Report how many lines in the records below contain the word "green". Give only the number.

# START OF Records for processing

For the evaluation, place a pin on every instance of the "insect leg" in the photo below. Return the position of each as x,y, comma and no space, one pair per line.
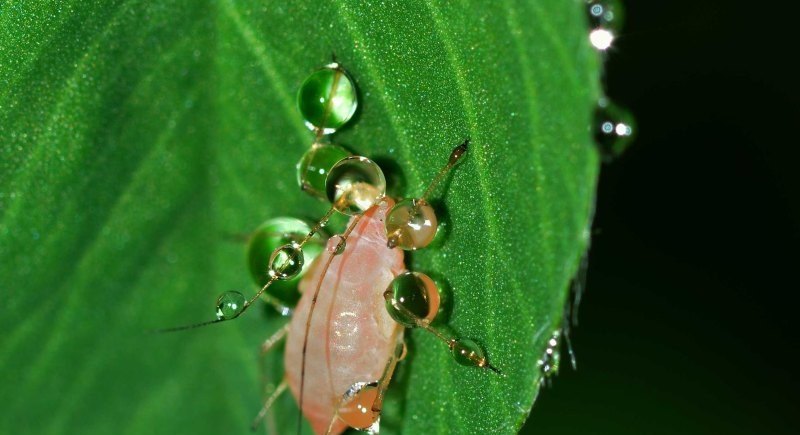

# END OF Records for processing
# START OF Records for processing

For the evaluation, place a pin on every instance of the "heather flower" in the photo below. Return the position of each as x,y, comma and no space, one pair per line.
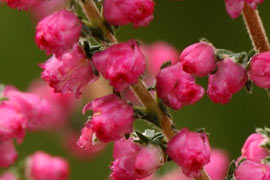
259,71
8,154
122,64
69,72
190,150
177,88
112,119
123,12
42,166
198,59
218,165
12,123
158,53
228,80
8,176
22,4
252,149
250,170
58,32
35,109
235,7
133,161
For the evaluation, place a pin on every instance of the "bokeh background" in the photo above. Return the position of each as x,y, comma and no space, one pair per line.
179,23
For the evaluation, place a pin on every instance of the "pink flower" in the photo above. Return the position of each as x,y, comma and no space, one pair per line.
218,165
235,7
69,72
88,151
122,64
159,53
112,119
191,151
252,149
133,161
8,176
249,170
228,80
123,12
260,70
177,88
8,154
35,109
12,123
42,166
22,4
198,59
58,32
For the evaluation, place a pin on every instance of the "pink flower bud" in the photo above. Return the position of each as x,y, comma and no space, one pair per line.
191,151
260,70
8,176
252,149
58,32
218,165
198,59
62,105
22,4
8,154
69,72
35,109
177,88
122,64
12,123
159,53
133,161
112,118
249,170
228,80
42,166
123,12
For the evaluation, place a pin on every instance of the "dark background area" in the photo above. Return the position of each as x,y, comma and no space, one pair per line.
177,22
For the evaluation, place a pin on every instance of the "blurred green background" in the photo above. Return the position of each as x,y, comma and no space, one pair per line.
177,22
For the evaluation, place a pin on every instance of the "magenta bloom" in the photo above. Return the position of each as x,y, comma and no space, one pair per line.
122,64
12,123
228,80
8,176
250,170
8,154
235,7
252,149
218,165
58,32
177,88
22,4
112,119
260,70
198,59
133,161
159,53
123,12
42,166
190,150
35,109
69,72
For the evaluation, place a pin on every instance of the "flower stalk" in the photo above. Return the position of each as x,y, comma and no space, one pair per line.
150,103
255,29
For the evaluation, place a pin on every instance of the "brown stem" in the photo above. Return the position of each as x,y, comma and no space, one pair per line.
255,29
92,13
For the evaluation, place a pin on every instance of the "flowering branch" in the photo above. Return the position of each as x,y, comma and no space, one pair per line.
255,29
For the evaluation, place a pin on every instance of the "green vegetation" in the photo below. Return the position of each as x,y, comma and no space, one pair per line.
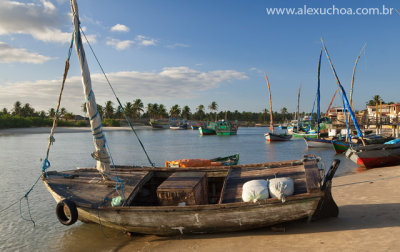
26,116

# END OF Records for processing
# START OF Records for processing

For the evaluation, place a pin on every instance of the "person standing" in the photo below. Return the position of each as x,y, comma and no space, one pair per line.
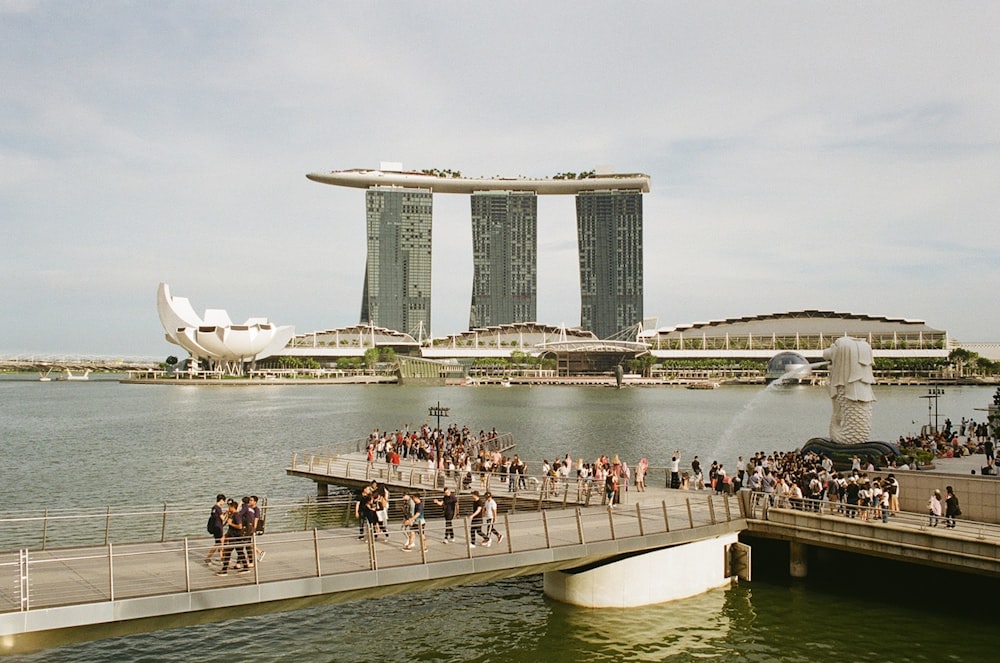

# END OF Records for processing

_Exercise answer_
2